Records for the exercise:
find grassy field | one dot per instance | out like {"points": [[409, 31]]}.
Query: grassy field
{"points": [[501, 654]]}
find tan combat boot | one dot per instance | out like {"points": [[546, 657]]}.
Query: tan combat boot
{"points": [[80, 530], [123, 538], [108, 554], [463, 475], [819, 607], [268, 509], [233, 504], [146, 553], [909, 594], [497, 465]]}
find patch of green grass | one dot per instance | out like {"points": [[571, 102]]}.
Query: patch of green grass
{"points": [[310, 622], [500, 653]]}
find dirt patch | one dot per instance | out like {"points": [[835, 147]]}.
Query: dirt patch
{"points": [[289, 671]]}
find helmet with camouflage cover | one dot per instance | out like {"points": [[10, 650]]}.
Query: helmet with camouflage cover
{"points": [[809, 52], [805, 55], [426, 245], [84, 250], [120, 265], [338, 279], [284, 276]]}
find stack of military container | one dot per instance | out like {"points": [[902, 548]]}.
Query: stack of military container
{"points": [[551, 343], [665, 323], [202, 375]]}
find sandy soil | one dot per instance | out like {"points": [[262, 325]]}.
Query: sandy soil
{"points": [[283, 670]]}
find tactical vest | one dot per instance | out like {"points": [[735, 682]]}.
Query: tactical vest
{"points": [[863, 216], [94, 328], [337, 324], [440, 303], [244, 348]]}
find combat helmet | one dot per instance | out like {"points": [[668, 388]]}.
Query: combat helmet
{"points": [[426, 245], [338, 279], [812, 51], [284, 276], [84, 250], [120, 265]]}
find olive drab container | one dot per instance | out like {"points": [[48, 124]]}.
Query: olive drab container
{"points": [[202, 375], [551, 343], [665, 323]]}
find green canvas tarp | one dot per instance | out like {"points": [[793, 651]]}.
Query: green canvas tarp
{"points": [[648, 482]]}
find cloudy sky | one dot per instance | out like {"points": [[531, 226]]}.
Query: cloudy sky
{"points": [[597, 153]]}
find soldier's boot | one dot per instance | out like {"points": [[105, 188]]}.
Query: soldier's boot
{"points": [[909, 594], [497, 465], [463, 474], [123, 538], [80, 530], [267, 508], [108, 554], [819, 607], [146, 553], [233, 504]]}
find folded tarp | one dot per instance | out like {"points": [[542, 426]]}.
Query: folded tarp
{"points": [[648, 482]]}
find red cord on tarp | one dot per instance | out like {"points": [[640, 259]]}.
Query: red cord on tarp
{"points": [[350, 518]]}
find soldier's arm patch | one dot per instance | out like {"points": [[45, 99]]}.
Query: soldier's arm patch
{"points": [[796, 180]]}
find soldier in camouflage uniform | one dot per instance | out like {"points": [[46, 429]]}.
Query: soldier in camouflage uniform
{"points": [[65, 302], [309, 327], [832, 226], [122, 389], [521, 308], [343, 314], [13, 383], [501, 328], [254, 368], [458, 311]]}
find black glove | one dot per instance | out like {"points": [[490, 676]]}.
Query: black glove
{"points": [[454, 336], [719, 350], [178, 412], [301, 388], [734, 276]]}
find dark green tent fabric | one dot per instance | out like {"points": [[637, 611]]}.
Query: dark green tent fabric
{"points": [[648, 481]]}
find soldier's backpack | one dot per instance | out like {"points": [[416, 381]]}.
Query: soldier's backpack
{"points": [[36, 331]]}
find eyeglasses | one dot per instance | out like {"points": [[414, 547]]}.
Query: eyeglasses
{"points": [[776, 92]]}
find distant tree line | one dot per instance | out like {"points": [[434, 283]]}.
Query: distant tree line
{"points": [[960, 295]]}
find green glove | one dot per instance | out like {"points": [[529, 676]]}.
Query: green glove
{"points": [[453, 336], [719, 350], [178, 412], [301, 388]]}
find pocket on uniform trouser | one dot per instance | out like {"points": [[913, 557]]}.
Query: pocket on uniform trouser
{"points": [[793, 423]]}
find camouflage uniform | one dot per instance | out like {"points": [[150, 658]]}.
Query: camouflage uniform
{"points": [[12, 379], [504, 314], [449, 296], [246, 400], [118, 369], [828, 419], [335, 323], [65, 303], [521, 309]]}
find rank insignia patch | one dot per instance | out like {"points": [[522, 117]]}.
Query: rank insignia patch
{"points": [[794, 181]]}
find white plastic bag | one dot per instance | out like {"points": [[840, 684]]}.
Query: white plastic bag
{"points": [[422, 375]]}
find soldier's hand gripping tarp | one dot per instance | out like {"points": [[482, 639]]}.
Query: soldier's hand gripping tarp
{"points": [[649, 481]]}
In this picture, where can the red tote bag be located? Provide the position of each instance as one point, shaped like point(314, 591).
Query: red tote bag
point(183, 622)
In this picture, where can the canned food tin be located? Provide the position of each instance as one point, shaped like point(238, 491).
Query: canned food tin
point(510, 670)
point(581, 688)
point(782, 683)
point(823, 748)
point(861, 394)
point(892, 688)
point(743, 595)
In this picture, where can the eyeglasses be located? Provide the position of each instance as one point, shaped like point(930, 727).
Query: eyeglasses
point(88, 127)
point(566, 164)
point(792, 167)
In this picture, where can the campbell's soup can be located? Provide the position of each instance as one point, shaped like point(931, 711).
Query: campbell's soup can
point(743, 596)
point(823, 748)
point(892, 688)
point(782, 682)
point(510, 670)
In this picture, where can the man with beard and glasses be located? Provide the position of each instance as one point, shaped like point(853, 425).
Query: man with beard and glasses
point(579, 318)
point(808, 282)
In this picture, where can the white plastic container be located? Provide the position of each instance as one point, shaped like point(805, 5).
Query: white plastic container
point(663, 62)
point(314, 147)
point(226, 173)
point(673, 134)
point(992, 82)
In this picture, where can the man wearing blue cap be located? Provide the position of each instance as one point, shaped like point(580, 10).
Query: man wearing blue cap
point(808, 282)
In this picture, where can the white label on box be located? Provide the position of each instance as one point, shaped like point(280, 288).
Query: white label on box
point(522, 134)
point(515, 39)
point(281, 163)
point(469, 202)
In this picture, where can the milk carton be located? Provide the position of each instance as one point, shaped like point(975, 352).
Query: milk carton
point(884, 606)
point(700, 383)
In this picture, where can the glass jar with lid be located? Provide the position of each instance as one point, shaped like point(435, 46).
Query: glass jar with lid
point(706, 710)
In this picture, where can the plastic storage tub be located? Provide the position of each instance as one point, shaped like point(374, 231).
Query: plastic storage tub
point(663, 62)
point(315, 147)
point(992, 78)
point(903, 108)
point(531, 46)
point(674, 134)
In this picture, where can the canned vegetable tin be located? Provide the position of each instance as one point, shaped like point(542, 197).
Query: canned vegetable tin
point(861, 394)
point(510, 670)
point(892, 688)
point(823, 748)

The problem:
Repeat the listing. Keep every character the same.

Solution for this exercise:
find grassy field | one dot per instance | out like {"points": [[409, 31]]}.
Query: grassy field
{"points": [[501, 654]]}
find tan combat boot | one dot per instance | out like {"points": [[546, 657]]}.
Query: tan combat boot
{"points": [[80, 530], [123, 538], [108, 554], [463, 475], [819, 607], [268, 509], [233, 504], [146, 553], [909, 594], [497, 465]]}
find patch of green grass | one dot per instance | out like {"points": [[571, 102]]}.
Query: patch of green grass
{"points": [[310, 622], [500, 653]]}
find dirt patch | one dot per instance | out like {"points": [[835, 147]]}.
Query: dirt patch
{"points": [[289, 671]]}
find helmet with camouflage cover | one dot per instance | out like {"points": [[10, 650]]}.
Query: helmet with camouflage cover
{"points": [[809, 52], [805, 55], [426, 245], [84, 250], [120, 265], [338, 279], [284, 276]]}
find stack of military container | one dot per instance | out like {"points": [[902, 548]]}.
Query: stack of military container
{"points": [[551, 343], [665, 323], [202, 375]]}
find sandy soil | one dot per instance | out like {"points": [[262, 325]]}.
Query: sandy soil
{"points": [[283, 670]]}
find tactical vest | one dot per instance | out like {"points": [[735, 682]]}.
Query: tactical vest
{"points": [[863, 216], [94, 328], [337, 324], [440, 303], [244, 348]]}
find combat helmet | one dot per instance | out like {"points": [[668, 388]]}.
Query: combat helmet
{"points": [[426, 245], [338, 279], [812, 51], [284, 276], [84, 250], [120, 265]]}
find olive drab container | one dot per instance | out like {"points": [[48, 124]]}.
Query: olive drab container
{"points": [[202, 375], [551, 343], [665, 323]]}
find green canvas tarp | one dot per instance | out like {"points": [[793, 651]]}.
Query: green canvas tarp
{"points": [[648, 482]]}
find cloudy sky | one dot per instance | out like {"points": [[531, 226]]}.
Query: cloudy sky
{"points": [[597, 153]]}
find soldier's boot | one dot per instance | out like {"points": [[105, 188]]}.
Query: soldier's boot
{"points": [[909, 594], [497, 465], [463, 474], [123, 538], [80, 530], [267, 508], [108, 554], [819, 607], [146, 553], [233, 504]]}
find folded tarp | one dot per instance | out like {"points": [[542, 426]]}.
Query: folded tarp
{"points": [[648, 482]]}
find red cord on tarp | one dot per instance | out like {"points": [[640, 259]]}.
Query: red cord on tarp
{"points": [[350, 518]]}
find soldier's arm patch | one dot per instance | out like {"points": [[45, 99]]}.
Query: soldier's arm patch
{"points": [[796, 180]]}
find soldier in camouflage uniform | one dot per instance | out like {"points": [[46, 429]]}.
Query: soldier in camouflage uniform
{"points": [[65, 302], [309, 327], [832, 226], [122, 389], [521, 308], [343, 314], [13, 383], [501, 328], [254, 368], [458, 311]]}
find black glove | one dot per instance | out like {"points": [[490, 676]]}.
Query: black glove
{"points": [[454, 336], [719, 350], [178, 412], [301, 388], [734, 276]]}
find dark green tent fabric | one dot per instance | out like {"points": [[637, 611]]}.
Query: dark green tent fabric
{"points": [[648, 481]]}
find soldier's backpack | one dot per instance | out like {"points": [[416, 381]]}.
Query: soldier's backpack
{"points": [[36, 331]]}
find eyeglasses | one dot per instance | out like {"points": [[414, 547]]}.
Query: eyeglasses
{"points": [[776, 92]]}
find distant tree line | one dot per instance | out like {"points": [[434, 283]]}.
Query: distant tree line
{"points": [[960, 295]]}
find green glove | one dot per instance | out like {"points": [[529, 676]]}.
Query: green glove
{"points": [[453, 336], [719, 350], [178, 412], [301, 388]]}
find pocket on uniform trouser | one dot per instance | out like {"points": [[913, 557]]}.
Query: pocket on uniform trouser
{"points": [[793, 423]]}
find camouflage uniform | one dot per instance | out like {"points": [[150, 658]]}.
Query: camouflage uniform
{"points": [[12, 379], [504, 314], [449, 296], [246, 400], [118, 369], [828, 419], [335, 323], [65, 303], [521, 309]]}
find rank insignia patch | one dot per instance | out like {"points": [[522, 117]]}.
Query: rank insignia patch
{"points": [[794, 181]]}
find white plastic bag | one dot per instance | out like {"points": [[840, 684]]}.
Query: white plastic bag
{"points": [[422, 375]]}
find soldier's hand gripping tarp | one dot per instance | out like {"points": [[482, 639]]}.
Query: soldier's hand gripping tarp
{"points": [[649, 481]]}
In this picture, where can the red tote bag be located? Provide the position of each instance as one point, shaped like point(314, 591).
Query: red tote bag
point(183, 622)
In this picture, where can the canned food tin be located? Provide the position of each instance as one point, shaped like point(238, 491).
Query: canned food tin
point(510, 670)
point(581, 688)
point(782, 683)
point(823, 748)
point(861, 394)
point(892, 688)
point(743, 595)
In this picture, where can the eyeglasses be located? Provide the position of each instance as one point, shaped like point(930, 727).
Query: eyeglasses
point(88, 127)
point(566, 164)
point(792, 167)
In this picture, where can the campbell's soup can be located? Provide the position of each instance as one point, shaped like point(931, 711).
Query: campbell's soup can
point(743, 596)
point(823, 748)
point(892, 688)
point(782, 682)
point(510, 670)
In this picture, where can the man with beard and glasses be located? Provide the position of each instance as one point, shaped like point(853, 425).
Query: man with beard and glasses
point(579, 318)
point(808, 282)
In this picture, where can the white plastic container be located? Provide the position of each instance as one point, shaped like point(805, 5).
Query: white plastic container
point(663, 62)
point(314, 147)
point(226, 173)
point(673, 134)
point(992, 82)
In this picture, where can the man wearing blue cap be located? Provide the position of each instance as one point, shaped like point(580, 10).
Query: man wearing blue cap
point(808, 282)
In this picture, where can the white label on box be located? Provide the position of each instance as one point, shaped like point(280, 288).
Query: white label on box
point(522, 134)
point(515, 39)
point(281, 163)
point(469, 202)
In this picture, where can the milk carton be located? Provide the position of each instance as one point, shaped like point(975, 352).
Query: milk carton
point(884, 606)
point(700, 383)
In this picture, where can the glass jar with lid be located? Provide the position of each instance as one point, shaped like point(435, 46).
Query: glass jar with lid
point(706, 710)
In this picture, where can the plastic storage tub be located? Provide the position of each instance as one point, shaped like point(374, 231).
Query: plastic storage tub
point(663, 62)
point(315, 147)
point(992, 78)
point(903, 108)
point(531, 46)
point(674, 134)
In this picture, where can the canned vegetable tin be located? Provide the position of each instance as one point, shaped like point(542, 197).
Query: canned vegetable tin
point(861, 394)
point(510, 670)
point(892, 688)
point(823, 748)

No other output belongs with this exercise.